I could also start suggesting headlines for a direct mail postcard campaign, suggesting pain questions, offers, and calls to action.

I could tell you about how to put on a seminar to inform your prospects and customers about direct mailing services or designing things that are print ready or how to manage all the forms in a business.

I could suggest a telemarketing program that follows up your mailings by asking prospects if they saw your special offer. If they didn't you could tell them about it, ask them to place an order, or ask when they will be ready—all in direct sales mode.

I could tell you how to identify 10 prospects that you wish you could do business with and how to attack them in blitz fashion.

Sure I could tell you about any one of these, but wait…

I could tell you about a blitz style canvassing effort where office buildings are attacked with flyer handouts, free pads, coupons, and business cards that are dropped off.

I could easily write an article on each and every one of these, but the good editors of this magazine only allow me so much space.

### SUPPLIED MATERIAL
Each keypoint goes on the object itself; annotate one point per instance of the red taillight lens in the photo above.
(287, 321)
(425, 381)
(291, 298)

### TASKS
1. In the marketing article, what does the telemarketing program ask prospects after a mailing?
2. Name every item that the marketing article says is handed out or dropped off in the blitz-style canvassing of office buildings.

### TASK RESPONSES
1. It asks prospects whether they saw your special offer.

2. Flyer handouts, free pads, coupons, and business cards.